# [YOUR INSTRUCTIONS]
Count the lines in the listing below that contain the string "chick". Give only the number.

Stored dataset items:

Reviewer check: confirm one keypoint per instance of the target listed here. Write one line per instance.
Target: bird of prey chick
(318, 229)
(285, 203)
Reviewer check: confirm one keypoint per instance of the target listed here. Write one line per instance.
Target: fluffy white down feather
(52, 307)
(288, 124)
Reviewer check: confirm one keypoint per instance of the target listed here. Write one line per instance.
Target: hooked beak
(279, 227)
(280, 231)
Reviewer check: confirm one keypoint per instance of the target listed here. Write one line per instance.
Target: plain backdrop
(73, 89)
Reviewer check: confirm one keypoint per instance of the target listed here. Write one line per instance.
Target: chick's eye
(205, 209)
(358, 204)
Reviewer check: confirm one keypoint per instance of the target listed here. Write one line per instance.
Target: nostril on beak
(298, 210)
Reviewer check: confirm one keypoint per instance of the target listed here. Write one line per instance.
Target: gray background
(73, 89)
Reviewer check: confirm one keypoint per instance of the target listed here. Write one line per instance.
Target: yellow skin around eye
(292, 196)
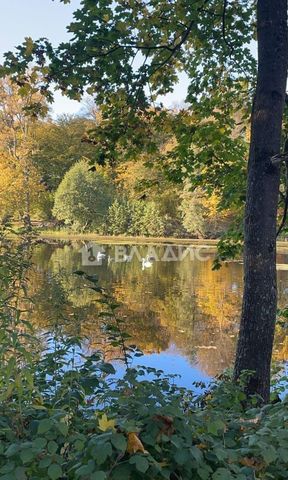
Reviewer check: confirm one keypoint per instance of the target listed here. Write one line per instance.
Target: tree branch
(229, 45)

--

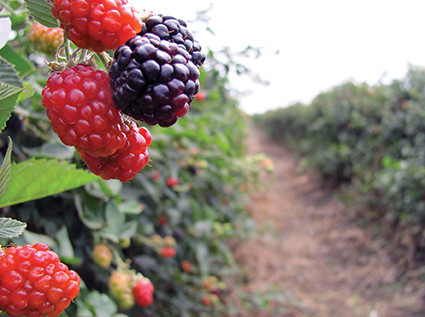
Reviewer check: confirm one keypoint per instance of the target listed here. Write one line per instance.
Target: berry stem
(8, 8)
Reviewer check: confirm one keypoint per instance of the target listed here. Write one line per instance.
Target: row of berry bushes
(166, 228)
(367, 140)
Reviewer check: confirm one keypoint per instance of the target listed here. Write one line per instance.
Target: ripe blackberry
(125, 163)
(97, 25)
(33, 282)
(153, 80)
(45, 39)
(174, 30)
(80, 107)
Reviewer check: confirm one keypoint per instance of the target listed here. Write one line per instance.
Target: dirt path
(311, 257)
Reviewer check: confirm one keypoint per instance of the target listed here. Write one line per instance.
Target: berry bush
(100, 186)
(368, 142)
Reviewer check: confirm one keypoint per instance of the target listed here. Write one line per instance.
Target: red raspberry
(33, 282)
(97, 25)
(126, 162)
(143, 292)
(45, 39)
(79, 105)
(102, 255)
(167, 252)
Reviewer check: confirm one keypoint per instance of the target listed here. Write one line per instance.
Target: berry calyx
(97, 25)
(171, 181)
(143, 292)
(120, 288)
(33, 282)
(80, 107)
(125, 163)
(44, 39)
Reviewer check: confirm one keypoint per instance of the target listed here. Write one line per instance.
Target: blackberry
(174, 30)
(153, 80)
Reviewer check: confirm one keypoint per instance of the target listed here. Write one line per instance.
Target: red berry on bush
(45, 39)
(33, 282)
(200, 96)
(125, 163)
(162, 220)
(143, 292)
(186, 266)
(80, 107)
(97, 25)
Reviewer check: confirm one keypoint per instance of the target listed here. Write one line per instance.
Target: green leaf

# [WRITTEN ANSWER]
2